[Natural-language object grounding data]
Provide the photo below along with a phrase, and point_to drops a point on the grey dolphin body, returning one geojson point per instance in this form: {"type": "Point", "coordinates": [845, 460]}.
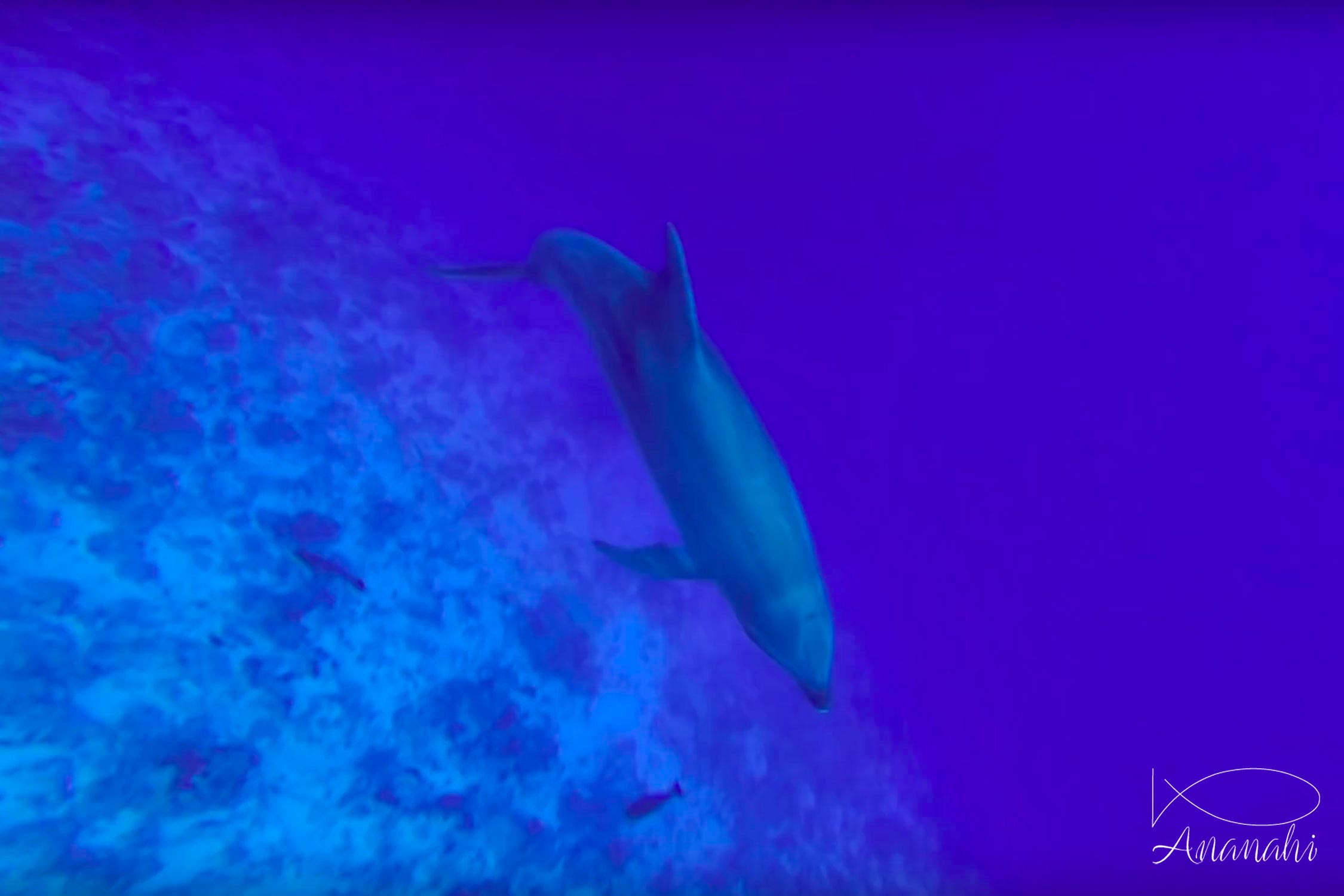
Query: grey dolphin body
{"type": "Point", "coordinates": [723, 481]}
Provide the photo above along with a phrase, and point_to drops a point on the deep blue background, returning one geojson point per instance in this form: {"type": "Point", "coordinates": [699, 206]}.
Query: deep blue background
{"type": "Point", "coordinates": [1039, 312]}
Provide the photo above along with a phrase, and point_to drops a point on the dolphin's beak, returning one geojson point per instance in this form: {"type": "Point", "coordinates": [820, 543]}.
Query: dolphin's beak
{"type": "Point", "coordinates": [819, 698]}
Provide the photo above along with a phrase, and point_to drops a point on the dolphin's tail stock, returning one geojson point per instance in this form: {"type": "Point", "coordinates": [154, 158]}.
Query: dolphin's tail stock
{"type": "Point", "coordinates": [484, 272]}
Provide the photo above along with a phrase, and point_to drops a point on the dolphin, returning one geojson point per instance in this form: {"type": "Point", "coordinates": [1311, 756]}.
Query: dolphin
{"type": "Point", "coordinates": [717, 468]}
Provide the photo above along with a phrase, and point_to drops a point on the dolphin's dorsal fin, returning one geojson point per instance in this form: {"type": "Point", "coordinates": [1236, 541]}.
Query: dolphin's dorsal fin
{"type": "Point", "coordinates": [676, 303]}
{"type": "Point", "coordinates": [658, 560]}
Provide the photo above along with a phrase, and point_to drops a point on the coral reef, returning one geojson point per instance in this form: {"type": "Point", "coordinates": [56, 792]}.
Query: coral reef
{"type": "Point", "coordinates": [297, 591]}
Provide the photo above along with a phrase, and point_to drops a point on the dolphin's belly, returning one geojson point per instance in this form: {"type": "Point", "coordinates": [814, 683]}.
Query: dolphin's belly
{"type": "Point", "coordinates": [722, 477]}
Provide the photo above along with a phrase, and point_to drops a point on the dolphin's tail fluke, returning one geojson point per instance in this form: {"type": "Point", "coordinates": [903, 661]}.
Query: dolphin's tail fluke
{"type": "Point", "coordinates": [486, 272]}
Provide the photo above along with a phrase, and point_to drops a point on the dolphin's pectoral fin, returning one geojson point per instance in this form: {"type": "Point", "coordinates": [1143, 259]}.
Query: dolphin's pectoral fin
{"type": "Point", "coordinates": [658, 560]}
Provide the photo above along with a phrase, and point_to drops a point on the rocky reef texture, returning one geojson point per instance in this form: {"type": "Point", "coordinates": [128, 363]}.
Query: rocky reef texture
{"type": "Point", "coordinates": [297, 594]}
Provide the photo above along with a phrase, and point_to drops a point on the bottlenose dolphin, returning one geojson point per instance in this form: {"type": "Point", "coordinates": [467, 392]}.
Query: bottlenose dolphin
{"type": "Point", "coordinates": [721, 476]}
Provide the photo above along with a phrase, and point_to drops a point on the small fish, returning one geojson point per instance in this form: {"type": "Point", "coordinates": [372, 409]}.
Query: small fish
{"type": "Point", "coordinates": [649, 803]}
{"type": "Point", "coordinates": [323, 564]}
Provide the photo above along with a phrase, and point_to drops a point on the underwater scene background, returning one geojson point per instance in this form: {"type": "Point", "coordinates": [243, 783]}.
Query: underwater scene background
{"type": "Point", "coordinates": [299, 590]}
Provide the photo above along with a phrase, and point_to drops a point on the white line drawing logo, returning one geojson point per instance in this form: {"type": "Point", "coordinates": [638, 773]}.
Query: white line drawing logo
{"type": "Point", "coordinates": [1182, 794]}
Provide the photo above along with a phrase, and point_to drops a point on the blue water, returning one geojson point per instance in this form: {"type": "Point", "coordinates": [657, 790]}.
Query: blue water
{"type": "Point", "coordinates": [299, 594]}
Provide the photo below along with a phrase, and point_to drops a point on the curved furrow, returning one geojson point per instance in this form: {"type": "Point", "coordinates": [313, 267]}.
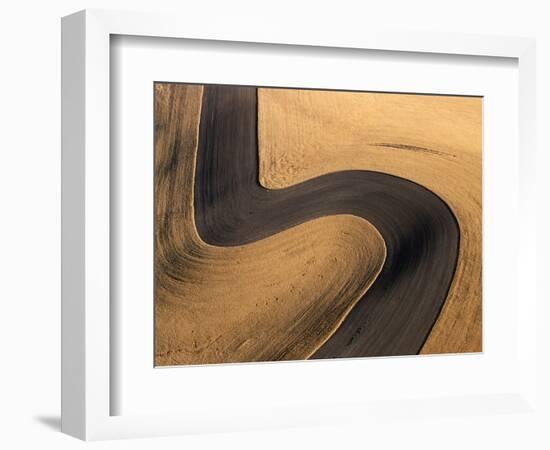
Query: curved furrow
{"type": "Point", "coordinates": [396, 314]}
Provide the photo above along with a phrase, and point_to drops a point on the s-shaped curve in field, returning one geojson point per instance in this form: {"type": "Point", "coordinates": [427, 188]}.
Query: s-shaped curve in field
{"type": "Point", "coordinates": [395, 316]}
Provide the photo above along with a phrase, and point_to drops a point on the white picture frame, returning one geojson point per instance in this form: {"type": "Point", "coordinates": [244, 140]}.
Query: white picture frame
{"type": "Point", "coordinates": [86, 326]}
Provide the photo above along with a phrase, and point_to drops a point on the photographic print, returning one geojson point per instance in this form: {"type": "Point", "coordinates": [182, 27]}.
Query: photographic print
{"type": "Point", "coordinates": [296, 224]}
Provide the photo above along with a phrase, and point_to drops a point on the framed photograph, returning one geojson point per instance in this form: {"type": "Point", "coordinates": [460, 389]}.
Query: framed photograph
{"type": "Point", "coordinates": [265, 230]}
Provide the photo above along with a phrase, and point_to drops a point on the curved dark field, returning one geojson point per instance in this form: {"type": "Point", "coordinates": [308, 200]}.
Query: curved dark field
{"type": "Point", "coordinates": [232, 210]}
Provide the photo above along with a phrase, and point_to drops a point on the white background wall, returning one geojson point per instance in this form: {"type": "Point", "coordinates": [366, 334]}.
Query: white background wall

Brief
Of the entries above, repeat exactly the lines from the line with "tail fluke, returning" through the line with "the dolphin's pectoral", both of them included.

Completed exercise
Provide the photo above along with a phrase, and point_to drops a point on the dolphin's tail fluke, returning one geojson point per instance in this form: {"type": "Point", "coordinates": [903, 661]}.
Query: dolphin's tail fluke
{"type": "Point", "coordinates": [486, 272]}
Provide the photo above along with a phrase, and point_to drops a point on the dolphin's pectoral fin, returning one geojson point per instance in this form: {"type": "Point", "coordinates": [1143, 259]}.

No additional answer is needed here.